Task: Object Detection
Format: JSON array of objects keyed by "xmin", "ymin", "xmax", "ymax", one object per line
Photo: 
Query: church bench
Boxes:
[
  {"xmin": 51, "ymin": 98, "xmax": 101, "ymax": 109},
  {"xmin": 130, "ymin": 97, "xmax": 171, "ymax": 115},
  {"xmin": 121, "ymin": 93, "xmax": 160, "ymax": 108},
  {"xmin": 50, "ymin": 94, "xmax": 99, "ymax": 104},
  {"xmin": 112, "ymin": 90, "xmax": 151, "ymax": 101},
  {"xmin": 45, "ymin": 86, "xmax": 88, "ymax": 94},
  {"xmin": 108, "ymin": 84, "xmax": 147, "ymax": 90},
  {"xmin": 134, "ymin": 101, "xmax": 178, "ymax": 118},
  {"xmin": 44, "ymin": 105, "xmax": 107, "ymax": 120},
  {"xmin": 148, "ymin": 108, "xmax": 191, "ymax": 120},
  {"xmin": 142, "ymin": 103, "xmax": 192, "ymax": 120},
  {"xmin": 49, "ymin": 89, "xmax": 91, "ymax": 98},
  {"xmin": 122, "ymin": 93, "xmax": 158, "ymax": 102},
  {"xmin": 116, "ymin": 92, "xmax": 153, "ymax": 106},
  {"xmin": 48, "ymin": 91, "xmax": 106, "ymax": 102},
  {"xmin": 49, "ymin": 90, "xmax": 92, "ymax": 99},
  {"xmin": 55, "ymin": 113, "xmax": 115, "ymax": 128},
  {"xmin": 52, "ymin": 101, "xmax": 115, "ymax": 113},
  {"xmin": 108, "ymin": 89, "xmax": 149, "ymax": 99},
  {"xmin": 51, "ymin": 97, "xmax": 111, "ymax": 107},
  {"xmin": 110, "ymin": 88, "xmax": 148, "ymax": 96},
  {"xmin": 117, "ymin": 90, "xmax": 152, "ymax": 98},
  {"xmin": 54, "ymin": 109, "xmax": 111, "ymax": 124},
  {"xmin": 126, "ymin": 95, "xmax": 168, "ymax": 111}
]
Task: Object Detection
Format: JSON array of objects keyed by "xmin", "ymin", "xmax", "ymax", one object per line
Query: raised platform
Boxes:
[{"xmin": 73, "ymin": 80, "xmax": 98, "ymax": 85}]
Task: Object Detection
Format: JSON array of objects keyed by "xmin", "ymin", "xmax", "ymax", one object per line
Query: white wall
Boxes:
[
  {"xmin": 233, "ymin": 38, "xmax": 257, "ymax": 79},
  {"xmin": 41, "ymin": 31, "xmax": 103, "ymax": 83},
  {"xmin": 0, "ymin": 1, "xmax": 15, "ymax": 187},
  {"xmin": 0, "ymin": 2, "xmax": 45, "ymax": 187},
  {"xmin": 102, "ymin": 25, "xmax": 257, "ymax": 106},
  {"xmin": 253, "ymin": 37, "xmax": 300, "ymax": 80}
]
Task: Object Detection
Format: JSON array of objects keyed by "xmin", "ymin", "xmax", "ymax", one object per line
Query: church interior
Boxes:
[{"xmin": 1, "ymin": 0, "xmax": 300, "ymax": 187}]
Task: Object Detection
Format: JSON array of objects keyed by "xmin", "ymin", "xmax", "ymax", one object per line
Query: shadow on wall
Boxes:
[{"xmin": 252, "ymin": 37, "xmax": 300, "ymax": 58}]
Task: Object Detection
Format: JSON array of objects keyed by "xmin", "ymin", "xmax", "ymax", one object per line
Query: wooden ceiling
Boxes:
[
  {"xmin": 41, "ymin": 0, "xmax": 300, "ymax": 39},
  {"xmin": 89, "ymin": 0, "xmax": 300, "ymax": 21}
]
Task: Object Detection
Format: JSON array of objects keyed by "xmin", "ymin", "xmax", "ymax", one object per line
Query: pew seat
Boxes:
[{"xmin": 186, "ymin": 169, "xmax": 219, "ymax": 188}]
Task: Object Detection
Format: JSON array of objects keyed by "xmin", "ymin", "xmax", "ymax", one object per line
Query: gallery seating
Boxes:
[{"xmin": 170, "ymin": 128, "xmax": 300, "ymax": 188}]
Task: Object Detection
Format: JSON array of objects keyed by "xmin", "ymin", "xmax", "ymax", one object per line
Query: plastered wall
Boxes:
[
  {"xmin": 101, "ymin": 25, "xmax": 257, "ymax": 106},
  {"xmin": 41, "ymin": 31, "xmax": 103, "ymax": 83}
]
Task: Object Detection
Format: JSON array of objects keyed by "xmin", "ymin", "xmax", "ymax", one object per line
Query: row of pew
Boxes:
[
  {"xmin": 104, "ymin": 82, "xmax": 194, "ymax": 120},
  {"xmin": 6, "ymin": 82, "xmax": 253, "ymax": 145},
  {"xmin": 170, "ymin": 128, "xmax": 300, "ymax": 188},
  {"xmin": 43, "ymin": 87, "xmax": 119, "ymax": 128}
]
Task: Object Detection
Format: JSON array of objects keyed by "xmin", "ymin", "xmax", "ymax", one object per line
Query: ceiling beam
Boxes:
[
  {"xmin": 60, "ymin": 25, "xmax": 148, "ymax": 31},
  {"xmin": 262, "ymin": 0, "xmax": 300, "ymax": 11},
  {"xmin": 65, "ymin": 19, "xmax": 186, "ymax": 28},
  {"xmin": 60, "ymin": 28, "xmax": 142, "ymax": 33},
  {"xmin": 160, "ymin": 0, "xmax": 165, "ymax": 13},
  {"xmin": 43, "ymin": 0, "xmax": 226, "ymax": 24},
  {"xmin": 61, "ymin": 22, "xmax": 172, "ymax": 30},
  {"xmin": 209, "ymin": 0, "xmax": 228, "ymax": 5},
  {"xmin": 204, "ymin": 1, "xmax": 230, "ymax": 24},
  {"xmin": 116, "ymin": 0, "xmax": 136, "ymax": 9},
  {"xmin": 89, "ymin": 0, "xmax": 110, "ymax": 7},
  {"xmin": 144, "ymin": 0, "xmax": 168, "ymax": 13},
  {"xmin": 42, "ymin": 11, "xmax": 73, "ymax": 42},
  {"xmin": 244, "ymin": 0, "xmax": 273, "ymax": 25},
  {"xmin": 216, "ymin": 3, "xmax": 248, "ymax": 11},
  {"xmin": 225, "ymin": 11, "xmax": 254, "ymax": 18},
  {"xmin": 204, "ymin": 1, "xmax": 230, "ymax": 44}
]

Work order: Each line of the data is to be restated exactly.

Solved problem:
Task: Object Detection
Format: JSON array of objects keyed by "xmin", "ymin", "xmax", "ymax", one object per line
Photo: 
Query: church bench
Boxes:
[
  {"xmin": 51, "ymin": 98, "xmax": 101, "ymax": 109},
  {"xmin": 130, "ymin": 97, "xmax": 171, "ymax": 115},
  {"xmin": 121, "ymin": 93, "xmax": 160, "ymax": 108},
  {"xmin": 50, "ymin": 94, "xmax": 99, "ymax": 104},
  {"xmin": 112, "ymin": 90, "xmax": 151, "ymax": 101},
  {"xmin": 45, "ymin": 86, "xmax": 88, "ymax": 94},
  {"xmin": 108, "ymin": 84, "xmax": 147, "ymax": 90},
  {"xmin": 134, "ymin": 101, "xmax": 178, "ymax": 118},
  {"xmin": 44, "ymin": 105, "xmax": 107, "ymax": 120},
  {"xmin": 148, "ymin": 108, "xmax": 191, "ymax": 120},
  {"xmin": 142, "ymin": 103, "xmax": 192, "ymax": 120},
  {"xmin": 49, "ymin": 89, "xmax": 91, "ymax": 98},
  {"xmin": 122, "ymin": 93, "xmax": 158, "ymax": 102},
  {"xmin": 116, "ymin": 92, "xmax": 153, "ymax": 106},
  {"xmin": 48, "ymin": 91, "xmax": 106, "ymax": 102},
  {"xmin": 49, "ymin": 90, "xmax": 92, "ymax": 99},
  {"xmin": 55, "ymin": 113, "xmax": 115, "ymax": 128},
  {"xmin": 52, "ymin": 101, "xmax": 115, "ymax": 113},
  {"xmin": 108, "ymin": 89, "xmax": 149, "ymax": 99},
  {"xmin": 51, "ymin": 97, "xmax": 111, "ymax": 107},
  {"xmin": 110, "ymin": 88, "xmax": 148, "ymax": 96},
  {"xmin": 117, "ymin": 90, "xmax": 152, "ymax": 98},
  {"xmin": 54, "ymin": 109, "xmax": 111, "ymax": 124},
  {"xmin": 126, "ymin": 95, "xmax": 168, "ymax": 111}
]
Task: Object Detection
Format: JSON array of objects keyed by "xmin", "ymin", "xmax", "ymax", one object per line
Query: raised platform
Boxes:
[{"xmin": 73, "ymin": 80, "xmax": 98, "ymax": 85}]
Task: Object Detection
Format: JSON array of objects keyed by "xmin", "ymin", "xmax", "ymax", one object per line
Query: white wall
Boxes:
[
  {"xmin": 233, "ymin": 38, "xmax": 257, "ymax": 79},
  {"xmin": 41, "ymin": 31, "xmax": 103, "ymax": 83},
  {"xmin": 0, "ymin": 1, "xmax": 15, "ymax": 187},
  {"xmin": 0, "ymin": 2, "xmax": 45, "ymax": 187},
  {"xmin": 102, "ymin": 25, "xmax": 257, "ymax": 106},
  {"xmin": 253, "ymin": 37, "xmax": 300, "ymax": 80}
]
Task: Object Detection
Format: JSON array of objects keyed by "xmin", "ymin", "xmax", "ymax", one object per line
Query: church interior
Boxes:
[{"xmin": 1, "ymin": 0, "xmax": 300, "ymax": 187}]
Task: Object Detection
Format: JSON array of objects keyed by "xmin", "ymin", "xmax", "ymax", one object per line
Query: shadow on wall
Boxes:
[{"xmin": 252, "ymin": 37, "xmax": 300, "ymax": 58}]
Task: Object Detection
Format: JSON array of objects keyed by "xmin", "ymin", "xmax", "ymax", one object per line
Query: wooden ceiling
Boxes:
[
  {"xmin": 41, "ymin": 0, "xmax": 300, "ymax": 39},
  {"xmin": 89, "ymin": 0, "xmax": 300, "ymax": 21}
]
Task: Object Detection
Format: JSON array of objects keyed by "xmin", "ymin", "xmax", "ymax", one object per line
Query: pew seat
Boxes:
[{"xmin": 186, "ymin": 169, "xmax": 219, "ymax": 188}]
Task: Object Detection
Format: JSON array of objects keyed by "xmin", "ymin", "xmax", "ymax", one object per line
Query: gallery seating
Boxes:
[{"xmin": 170, "ymin": 128, "xmax": 300, "ymax": 188}]
Task: Object Detection
Format: JSON array of objects keyed by "xmin", "ymin", "xmax", "ymax", one object per line
Query: plastered wall
Boxes:
[
  {"xmin": 101, "ymin": 25, "xmax": 257, "ymax": 106},
  {"xmin": 41, "ymin": 31, "xmax": 103, "ymax": 83}
]
Task: Object Detection
Format: JSON array of objects keyed by "xmin", "ymin", "xmax", "ymax", one object per line
Query: row of pew
Boxes:
[
  {"xmin": 104, "ymin": 82, "xmax": 194, "ymax": 120},
  {"xmin": 6, "ymin": 82, "xmax": 253, "ymax": 145},
  {"xmin": 170, "ymin": 128, "xmax": 300, "ymax": 188},
  {"xmin": 43, "ymin": 87, "xmax": 119, "ymax": 128}
]
Task: Object Detection
Format: JSON array of objects keyed by "xmin", "ymin", "xmax", "ymax", one object per line
Query: ceiling beam
Boxes:
[
  {"xmin": 60, "ymin": 25, "xmax": 148, "ymax": 31},
  {"xmin": 262, "ymin": 0, "xmax": 300, "ymax": 11},
  {"xmin": 65, "ymin": 19, "xmax": 186, "ymax": 28},
  {"xmin": 60, "ymin": 28, "xmax": 142, "ymax": 33},
  {"xmin": 160, "ymin": 0, "xmax": 165, "ymax": 13},
  {"xmin": 43, "ymin": 0, "xmax": 226, "ymax": 24},
  {"xmin": 61, "ymin": 22, "xmax": 172, "ymax": 30},
  {"xmin": 209, "ymin": 0, "xmax": 228, "ymax": 5},
  {"xmin": 204, "ymin": 1, "xmax": 230, "ymax": 24},
  {"xmin": 116, "ymin": 0, "xmax": 136, "ymax": 9},
  {"xmin": 89, "ymin": 0, "xmax": 110, "ymax": 7},
  {"xmin": 144, "ymin": 0, "xmax": 168, "ymax": 13},
  {"xmin": 42, "ymin": 11, "xmax": 73, "ymax": 42},
  {"xmin": 244, "ymin": 0, "xmax": 273, "ymax": 25},
  {"xmin": 216, "ymin": 3, "xmax": 248, "ymax": 11},
  {"xmin": 225, "ymin": 11, "xmax": 254, "ymax": 18},
  {"xmin": 204, "ymin": 1, "xmax": 230, "ymax": 44}
]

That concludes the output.